Items listed in a dataset
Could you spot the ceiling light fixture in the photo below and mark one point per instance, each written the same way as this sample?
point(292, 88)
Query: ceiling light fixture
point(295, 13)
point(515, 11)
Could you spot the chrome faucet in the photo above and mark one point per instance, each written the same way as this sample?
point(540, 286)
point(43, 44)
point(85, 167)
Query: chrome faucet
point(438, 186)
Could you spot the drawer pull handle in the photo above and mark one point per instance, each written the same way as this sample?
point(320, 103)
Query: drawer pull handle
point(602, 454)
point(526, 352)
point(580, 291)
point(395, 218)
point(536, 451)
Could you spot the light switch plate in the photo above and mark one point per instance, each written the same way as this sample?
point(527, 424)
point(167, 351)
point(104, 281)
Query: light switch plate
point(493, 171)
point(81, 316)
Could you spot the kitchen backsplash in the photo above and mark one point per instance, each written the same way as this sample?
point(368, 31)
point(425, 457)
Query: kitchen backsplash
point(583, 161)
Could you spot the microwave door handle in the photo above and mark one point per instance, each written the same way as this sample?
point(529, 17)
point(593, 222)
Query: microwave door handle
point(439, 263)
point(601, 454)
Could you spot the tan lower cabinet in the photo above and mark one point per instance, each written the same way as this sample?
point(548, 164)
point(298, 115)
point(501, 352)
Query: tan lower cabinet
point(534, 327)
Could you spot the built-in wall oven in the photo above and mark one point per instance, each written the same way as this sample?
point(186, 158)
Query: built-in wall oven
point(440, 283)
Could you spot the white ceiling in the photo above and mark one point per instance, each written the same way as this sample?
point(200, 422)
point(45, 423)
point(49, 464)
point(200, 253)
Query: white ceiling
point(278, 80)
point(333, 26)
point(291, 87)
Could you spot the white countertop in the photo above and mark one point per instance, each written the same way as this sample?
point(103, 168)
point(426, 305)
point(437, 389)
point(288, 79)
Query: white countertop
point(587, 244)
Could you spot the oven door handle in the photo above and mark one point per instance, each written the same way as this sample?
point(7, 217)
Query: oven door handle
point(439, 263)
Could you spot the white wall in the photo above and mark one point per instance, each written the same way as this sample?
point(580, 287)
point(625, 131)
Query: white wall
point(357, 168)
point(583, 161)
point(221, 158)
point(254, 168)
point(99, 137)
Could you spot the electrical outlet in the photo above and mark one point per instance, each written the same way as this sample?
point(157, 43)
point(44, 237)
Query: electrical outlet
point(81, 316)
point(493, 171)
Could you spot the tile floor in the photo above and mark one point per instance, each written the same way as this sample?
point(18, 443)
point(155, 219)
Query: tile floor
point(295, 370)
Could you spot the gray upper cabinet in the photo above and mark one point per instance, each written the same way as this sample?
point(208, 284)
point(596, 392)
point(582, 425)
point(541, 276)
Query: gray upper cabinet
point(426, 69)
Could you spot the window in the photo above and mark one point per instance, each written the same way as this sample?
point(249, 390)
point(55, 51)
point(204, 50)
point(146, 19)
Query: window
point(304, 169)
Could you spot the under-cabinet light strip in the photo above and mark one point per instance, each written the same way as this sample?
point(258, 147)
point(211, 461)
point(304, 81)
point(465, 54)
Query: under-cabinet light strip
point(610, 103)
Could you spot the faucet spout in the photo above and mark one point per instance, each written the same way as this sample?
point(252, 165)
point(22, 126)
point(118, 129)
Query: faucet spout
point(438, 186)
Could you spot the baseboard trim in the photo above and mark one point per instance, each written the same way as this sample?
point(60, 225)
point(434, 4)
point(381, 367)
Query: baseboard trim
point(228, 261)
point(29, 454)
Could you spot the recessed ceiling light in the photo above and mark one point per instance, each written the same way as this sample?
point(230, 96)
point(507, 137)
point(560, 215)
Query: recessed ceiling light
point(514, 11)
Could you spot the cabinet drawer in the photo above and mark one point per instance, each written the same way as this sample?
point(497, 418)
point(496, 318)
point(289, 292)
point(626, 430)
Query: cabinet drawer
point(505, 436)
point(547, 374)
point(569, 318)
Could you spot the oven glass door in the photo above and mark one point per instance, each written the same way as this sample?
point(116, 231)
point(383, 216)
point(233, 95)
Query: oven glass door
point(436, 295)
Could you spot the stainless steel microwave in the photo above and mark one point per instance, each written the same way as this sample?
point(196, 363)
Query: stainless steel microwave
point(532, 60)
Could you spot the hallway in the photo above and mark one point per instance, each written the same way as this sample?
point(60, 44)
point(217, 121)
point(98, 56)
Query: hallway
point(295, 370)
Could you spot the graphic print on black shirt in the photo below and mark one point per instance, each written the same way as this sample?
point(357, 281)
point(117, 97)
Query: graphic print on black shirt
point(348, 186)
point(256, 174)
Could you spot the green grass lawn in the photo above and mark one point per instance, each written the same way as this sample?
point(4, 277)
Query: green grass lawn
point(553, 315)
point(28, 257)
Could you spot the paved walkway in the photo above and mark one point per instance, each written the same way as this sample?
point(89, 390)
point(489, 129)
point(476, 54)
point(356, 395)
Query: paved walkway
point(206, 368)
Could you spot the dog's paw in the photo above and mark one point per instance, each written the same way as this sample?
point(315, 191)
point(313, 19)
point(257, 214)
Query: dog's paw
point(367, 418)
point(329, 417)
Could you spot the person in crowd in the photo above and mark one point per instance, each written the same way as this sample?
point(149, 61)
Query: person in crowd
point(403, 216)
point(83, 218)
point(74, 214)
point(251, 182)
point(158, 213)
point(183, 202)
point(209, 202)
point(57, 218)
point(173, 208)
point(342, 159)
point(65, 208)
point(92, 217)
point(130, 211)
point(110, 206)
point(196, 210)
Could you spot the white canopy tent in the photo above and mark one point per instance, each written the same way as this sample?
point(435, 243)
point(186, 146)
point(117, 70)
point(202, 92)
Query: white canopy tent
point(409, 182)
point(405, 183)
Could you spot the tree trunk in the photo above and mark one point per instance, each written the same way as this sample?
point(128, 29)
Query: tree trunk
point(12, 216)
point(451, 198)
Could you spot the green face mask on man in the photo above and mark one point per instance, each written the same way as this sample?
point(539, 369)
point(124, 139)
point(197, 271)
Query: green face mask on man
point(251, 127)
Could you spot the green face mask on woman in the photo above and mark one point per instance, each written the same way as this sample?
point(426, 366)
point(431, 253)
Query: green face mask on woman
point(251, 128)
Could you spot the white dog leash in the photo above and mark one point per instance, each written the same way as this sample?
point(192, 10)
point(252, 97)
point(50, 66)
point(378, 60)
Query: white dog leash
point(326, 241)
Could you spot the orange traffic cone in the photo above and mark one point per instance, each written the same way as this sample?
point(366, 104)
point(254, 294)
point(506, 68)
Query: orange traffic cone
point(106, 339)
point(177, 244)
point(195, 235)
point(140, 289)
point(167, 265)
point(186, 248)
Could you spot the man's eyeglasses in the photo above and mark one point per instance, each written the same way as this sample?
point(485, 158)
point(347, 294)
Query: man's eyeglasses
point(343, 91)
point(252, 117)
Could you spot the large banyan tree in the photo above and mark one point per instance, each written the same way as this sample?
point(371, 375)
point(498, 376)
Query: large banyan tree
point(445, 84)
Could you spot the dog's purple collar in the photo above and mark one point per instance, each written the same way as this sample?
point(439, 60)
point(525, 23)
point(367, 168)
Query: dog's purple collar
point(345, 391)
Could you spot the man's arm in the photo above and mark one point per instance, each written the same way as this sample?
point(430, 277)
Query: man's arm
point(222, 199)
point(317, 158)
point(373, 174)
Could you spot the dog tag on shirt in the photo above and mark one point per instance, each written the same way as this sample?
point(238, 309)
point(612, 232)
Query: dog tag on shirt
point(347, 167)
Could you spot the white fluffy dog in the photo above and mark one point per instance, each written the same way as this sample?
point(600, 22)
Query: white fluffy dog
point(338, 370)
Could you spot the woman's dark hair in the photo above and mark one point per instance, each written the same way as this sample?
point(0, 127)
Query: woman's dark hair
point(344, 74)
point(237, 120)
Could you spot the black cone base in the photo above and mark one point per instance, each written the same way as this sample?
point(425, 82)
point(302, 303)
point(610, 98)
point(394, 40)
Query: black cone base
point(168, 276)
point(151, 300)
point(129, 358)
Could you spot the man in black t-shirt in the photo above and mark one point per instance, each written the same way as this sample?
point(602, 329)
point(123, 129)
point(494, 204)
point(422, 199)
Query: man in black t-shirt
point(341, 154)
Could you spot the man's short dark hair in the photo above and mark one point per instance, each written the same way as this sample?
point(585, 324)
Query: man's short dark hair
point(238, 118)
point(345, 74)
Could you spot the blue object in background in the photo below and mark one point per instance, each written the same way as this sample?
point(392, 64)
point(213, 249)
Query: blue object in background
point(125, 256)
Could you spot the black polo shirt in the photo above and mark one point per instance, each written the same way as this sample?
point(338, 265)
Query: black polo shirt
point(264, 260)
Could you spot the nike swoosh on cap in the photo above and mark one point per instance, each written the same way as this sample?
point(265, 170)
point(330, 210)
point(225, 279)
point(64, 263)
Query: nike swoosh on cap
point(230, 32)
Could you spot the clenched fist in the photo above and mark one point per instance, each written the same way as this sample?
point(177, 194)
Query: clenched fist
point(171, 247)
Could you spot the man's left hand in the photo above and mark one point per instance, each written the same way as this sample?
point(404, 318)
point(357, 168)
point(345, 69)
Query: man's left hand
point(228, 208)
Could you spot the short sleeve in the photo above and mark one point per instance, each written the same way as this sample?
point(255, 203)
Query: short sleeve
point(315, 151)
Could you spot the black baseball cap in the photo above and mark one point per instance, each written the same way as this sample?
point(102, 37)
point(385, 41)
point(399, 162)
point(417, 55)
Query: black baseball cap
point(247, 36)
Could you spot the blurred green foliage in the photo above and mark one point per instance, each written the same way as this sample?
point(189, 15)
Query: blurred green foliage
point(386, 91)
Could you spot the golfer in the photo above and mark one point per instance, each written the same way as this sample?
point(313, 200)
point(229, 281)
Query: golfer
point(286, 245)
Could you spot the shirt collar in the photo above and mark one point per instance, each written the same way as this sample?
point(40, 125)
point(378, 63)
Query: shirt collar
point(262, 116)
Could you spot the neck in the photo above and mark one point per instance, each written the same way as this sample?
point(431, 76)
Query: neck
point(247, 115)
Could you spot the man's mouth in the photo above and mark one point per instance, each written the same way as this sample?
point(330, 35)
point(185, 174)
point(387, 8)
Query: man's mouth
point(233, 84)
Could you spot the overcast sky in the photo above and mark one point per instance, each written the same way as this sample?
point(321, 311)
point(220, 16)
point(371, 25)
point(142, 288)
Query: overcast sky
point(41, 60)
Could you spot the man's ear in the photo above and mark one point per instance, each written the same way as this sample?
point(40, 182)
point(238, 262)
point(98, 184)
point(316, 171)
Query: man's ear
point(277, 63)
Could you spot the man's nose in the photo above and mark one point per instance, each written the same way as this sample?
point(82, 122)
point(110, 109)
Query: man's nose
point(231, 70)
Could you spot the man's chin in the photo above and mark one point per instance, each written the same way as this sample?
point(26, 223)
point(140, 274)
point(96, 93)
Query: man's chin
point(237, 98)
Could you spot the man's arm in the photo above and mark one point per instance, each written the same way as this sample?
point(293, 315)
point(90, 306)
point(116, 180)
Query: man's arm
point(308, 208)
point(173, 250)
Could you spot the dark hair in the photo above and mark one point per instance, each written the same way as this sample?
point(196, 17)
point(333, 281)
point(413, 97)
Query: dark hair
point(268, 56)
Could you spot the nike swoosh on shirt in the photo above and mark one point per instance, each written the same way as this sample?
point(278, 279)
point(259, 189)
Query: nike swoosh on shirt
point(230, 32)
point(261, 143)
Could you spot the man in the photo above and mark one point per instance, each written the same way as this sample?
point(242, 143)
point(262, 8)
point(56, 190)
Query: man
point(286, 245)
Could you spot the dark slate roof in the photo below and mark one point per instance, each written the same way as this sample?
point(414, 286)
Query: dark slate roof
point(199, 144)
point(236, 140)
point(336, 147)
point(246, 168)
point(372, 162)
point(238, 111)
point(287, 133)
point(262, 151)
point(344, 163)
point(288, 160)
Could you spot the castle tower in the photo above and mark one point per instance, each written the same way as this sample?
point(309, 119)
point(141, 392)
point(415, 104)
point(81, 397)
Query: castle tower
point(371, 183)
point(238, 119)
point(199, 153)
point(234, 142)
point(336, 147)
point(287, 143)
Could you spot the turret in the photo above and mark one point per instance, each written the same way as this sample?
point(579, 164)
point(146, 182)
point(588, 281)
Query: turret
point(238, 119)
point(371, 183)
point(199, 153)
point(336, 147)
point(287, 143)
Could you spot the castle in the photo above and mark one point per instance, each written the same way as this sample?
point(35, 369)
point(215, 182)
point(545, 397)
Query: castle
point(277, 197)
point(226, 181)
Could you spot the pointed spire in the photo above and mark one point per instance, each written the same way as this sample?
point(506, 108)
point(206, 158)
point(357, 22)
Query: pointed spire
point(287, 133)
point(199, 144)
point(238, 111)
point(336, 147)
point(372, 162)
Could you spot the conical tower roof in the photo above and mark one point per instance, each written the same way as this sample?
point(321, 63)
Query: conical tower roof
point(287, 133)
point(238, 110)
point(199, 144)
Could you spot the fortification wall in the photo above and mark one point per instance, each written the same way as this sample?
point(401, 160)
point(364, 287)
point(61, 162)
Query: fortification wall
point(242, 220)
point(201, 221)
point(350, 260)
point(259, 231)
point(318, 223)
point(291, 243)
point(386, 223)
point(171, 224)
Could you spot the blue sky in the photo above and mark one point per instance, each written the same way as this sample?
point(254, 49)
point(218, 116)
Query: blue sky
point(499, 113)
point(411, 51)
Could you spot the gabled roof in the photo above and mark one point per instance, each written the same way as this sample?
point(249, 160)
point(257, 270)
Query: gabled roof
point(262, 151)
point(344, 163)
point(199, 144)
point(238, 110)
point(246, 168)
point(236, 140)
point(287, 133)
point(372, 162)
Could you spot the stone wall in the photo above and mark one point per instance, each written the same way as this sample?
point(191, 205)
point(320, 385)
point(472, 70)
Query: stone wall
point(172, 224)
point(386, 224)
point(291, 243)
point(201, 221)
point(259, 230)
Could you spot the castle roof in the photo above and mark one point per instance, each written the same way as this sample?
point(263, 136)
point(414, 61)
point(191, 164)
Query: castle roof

ACTIVITY → Start at the first line of the entries and stop at the line with "point(320, 103)". Retype each of those lines exactly, both ends included.

ANSWER →
Could you spot the ceiling light fixture in the photo below and mark one point per instance, each written the same way as this sample?
point(292, 88)
Query: ceiling light fixture
point(295, 13)
point(515, 11)
Could you spot the chrome faucet in the photo above and mark one point per instance, each written the same way as this sample?
point(540, 286)
point(43, 44)
point(85, 167)
Query: chrome faucet
point(438, 186)
Could you spot the drawer pull handle in the photo above and mark one point per instance, each written the same way as this sample?
point(320, 103)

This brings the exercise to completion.